▶ Stated goal: Rewrite the records below, changing each "integer pixel boxes" to "whole-number pixel boxes" and leaving everything else as it is.
— BEGIN Provided records —
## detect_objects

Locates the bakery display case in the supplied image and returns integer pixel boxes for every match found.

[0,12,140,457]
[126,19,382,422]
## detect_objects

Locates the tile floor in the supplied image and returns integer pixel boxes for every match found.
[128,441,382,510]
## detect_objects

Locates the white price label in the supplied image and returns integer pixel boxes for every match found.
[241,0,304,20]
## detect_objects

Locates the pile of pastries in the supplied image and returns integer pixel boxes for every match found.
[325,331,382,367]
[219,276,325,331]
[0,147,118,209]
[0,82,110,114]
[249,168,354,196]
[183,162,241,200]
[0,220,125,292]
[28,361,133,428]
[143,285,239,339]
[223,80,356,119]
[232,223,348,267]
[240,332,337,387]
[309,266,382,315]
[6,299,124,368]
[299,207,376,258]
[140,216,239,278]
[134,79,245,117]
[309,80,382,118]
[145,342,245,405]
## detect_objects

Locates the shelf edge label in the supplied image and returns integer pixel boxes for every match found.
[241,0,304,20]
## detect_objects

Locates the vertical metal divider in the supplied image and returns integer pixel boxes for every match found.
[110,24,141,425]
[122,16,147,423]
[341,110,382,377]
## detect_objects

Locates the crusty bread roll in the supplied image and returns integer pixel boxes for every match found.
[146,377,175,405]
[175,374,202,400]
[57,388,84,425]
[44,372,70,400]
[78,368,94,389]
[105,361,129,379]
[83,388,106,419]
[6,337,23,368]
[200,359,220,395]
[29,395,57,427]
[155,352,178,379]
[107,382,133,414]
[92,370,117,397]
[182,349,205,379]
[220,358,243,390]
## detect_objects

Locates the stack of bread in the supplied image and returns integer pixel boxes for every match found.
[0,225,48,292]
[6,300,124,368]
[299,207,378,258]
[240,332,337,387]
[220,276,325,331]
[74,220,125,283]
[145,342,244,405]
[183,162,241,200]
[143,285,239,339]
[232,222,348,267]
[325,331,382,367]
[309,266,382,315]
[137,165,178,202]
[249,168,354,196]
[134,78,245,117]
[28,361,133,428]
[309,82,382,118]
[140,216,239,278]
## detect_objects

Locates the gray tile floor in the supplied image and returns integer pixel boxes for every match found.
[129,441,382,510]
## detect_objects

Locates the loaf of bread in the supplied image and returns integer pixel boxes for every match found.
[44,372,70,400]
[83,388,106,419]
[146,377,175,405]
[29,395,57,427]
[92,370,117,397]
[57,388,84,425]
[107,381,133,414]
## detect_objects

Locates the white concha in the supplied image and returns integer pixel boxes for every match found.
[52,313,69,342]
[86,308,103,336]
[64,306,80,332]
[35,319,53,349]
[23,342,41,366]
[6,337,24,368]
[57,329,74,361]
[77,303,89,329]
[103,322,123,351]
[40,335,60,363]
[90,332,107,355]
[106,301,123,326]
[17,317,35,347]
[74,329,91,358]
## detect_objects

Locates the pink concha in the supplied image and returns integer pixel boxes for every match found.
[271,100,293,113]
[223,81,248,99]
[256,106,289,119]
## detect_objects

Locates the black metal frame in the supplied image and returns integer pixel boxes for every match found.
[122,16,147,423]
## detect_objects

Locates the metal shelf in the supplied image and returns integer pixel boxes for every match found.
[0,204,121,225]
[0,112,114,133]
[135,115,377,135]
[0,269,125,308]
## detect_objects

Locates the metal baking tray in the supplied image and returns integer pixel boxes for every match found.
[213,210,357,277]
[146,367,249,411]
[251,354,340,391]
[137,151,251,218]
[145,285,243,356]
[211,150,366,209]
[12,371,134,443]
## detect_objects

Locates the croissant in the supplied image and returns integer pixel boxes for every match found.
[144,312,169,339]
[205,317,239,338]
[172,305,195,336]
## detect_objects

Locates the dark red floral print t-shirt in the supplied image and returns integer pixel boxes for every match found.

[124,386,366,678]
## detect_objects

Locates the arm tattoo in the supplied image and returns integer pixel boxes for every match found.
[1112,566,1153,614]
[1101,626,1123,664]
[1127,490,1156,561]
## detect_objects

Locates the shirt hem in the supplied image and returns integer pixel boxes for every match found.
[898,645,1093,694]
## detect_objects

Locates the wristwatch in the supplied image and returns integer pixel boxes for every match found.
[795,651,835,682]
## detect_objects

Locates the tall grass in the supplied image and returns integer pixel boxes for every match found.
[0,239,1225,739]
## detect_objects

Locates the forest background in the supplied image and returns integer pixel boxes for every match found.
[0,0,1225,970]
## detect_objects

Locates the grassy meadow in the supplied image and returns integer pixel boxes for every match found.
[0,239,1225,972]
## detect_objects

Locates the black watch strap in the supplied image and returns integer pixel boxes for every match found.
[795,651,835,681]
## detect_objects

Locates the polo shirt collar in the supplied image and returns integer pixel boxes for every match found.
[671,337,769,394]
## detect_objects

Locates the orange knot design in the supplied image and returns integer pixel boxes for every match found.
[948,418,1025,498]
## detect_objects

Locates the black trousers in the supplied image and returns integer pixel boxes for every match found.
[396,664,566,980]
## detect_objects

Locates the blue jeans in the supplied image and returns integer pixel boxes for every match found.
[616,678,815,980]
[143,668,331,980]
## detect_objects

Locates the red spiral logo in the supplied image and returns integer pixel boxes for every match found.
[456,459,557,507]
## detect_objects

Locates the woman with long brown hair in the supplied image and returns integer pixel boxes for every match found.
— END Provided records —
▶ Exercise output:
## detect_objects

Locates the bakery display case in the supplied image and returns whole-number pixel boxes for every match found.

[0,12,140,457]
[126,19,382,422]
## detect_objects

Locates the tile floor in the supplied image and returns whole-number pixel boxes for every match found.
[128,441,382,510]
## detect_objects

Locates the white price label in the supplied image and returns whole-number pixel boxes for every match found.
[241,0,304,20]
## detect_objects

Locates the pile of pastries in the supplied image and returns whole-number pixel boxes for every match found.
[325,331,382,367]
[219,276,325,331]
[0,147,118,209]
[0,82,110,114]
[249,168,354,196]
[183,162,241,200]
[0,220,125,292]
[28,361,133,428]
[143,285,239,339]
[223,80,356,119]
[232,223,348,267]
[240,332,337,387]
[309,266,382,315]
[6,299,124,368]
[299,207,376,258]
[140,216,239,278]
[134,79,245,117]
[309,80,382,118]
[145,342,245,405]
## detect_objects

Locates the shelf edge label in the supplied image and returns whole-number pixel boxes for every match found.
[241,0,304,20]
## detect_objects

Locates the vertical metal divider in the supplied image and returns whole-number pixel boxes for every match found.
[110,24,141,425]
[122,16,147,423]
[341,110,382,377]
## detect_objects

Locates the crusty bread roll in the supplied image and returns whole-number pixel boxes for every match found.
[146,377,175,405]
[175,374,202,400]
[57,388,84,425]
[44,372,70,400]
[78,368,94,389]
[105,361,129,379]
[83,388,106,419]
[6,337,23,368]
[200,359,220,395]
[29,395,57,427]
[155,352,178,379]
[107,382,133,414]
[92,370,117,397]
[182,349,205,379]
[220,358,243,390]
## detect_objects

Locates the stack of bread in the supplied image and returns whole-number pixel boxes for every match found.
[0,225,48,292]
[6,300,124,368]
[299,207,378,258]
[240,332,337,387]
[220,276,325,331]
[74,220,125,283]
[145,342,244,405]
[183,162,241,200]
[143,285,239,339]
[232,222,348,267]
[325,331,382,367]
[309,266,382,315]
[137,165,178,202]
[249,168,354,196]
[134,78,245,117]
[28,361,133,428]
[309,82,382,118]
[140,216,239,278]
## detect_objects

Locates the gray tile floor in the supplied image and returns whole-number pixel boxes for every match found.
[129,441,382,510]
## detect_objects

Locates the loaf of bread in the supplied image and returns whole-number pixel boxes for every match found.
[44,372,70,400]
[83,388,106,419]
[146,377,175,405]
[29,395,57,427]
[92,370,117,397]
[57,388,84,425]
[107,381,133,414]
## detect_objects

Locates the white concha in the supplied image and returns whole-number pixel boxes for every match found.
[52,313,69,342]
[86,308,103,336]
[64,306,80,332]
[35,319,53,349]
[23,342,41,366]
[6,337,24,368]
[57,329,74,361]
[77,303,89,329]
[103,322,123,351]
[40,335,60,363]
[90,332,107,355]
[106,301,123,326]
[17,317,35,347]
[74,329,91,358]
## detect_objects

Locates the pink concha in the supplied image and returns whole-number pixel boxes for every match found.
[271,100,293,113]
[223,81,248,99]
[256,106,289,119]
## detect_objects

Locates the black metal frame in the supplied image and returns whole-number pixel boxes for every match found.
[122,16,147,423]
## detect_objects

Locates the metal shelf in the supplied image and returns whole-number pixel boxes for every match found.
[0,204,121,225]
[0,112,114,133]
[135,115,377,135]
[0,269,125,308]
## detect_objects

Locates the metal baking tray in the supplied image and returns whole-number pixel boxes for every match found.
[213,210,357,277]
[146,367,249,411]
[251,354,340,391]
[137,151,251,218]
[145,285,243,356]
[211,150,366,209]
[12,371,134,443]
## detect_objects

Locates the croissant in the supplied image and returns whole-number pixel boxes for every match found.
[144,312,169,339]
[205,317,239,338]
[172,305,195,336]
## detect_objects

Locates the dark red floral print t-shirt in the supplied image and returns whole-number pixel boxes for every match found.

[124,386,366,678]
## detect_objects

Locates the arm tattoo in the supplied image and returns whole-number pixel boxes for every match found.
[1112,566,1153,614]
[1101,626,1123,664]
[1127,490,1156,561]
## detect_objects

Locates the shirt hem in the supplied image and returns whole-number pixel boxes for every match found.
[898,645,1093,694]
## detect_objects

Locates the wristwatch in the supplied image and returns whole-number pixel boxes for every match found.
[795,651,835,682]
## detect_objects

Locates the tall grass in the supplied image and returns whole-number pixel boxes for every match found.
[0,239,1225,739]
## detect_objects

Locates the forest background in the supplied image and returns whole-number pixel boxes for every match found.
[0,0,1225,970]
## detect_objects

Locates the grassy meadow in the supplied image and returns whole-number pixel boxes for every match found.
[0,239,1225,972]
## detect_objects

Locates the black watch strap in the supplied image and returns whole-number pixel boxes for every match found.
[795,651,835,681]
## detect_objects

Locates the polo shirt collar in the supplied image and returns whole-number pixel boxes for every match found.
[671,337,769,394]
## detect_objects

Locates the orange knot design in the supplied image and returns whole-number pixel boxes for every match found.
[948,418,1025,498]
## detect_objects

Locates the black trousers in the supplied image and returns whole-number pixel boxes for every match found.
[396,664,566,980]
## detect_objects

Locates the blue jeans in the supplied image and returns whole-number pixel boxes for every match found.
[616,678,815,980]
[143,668,331,980]
## detect_objects

Locates the red spiral logo in the supplied image and returns whole-number pixel boxes for every match found.
[456,459,557,507]
## detect_objects

Locates the woman with long brown hair in the supplied image and returns whole-number pixel boxes for every match found.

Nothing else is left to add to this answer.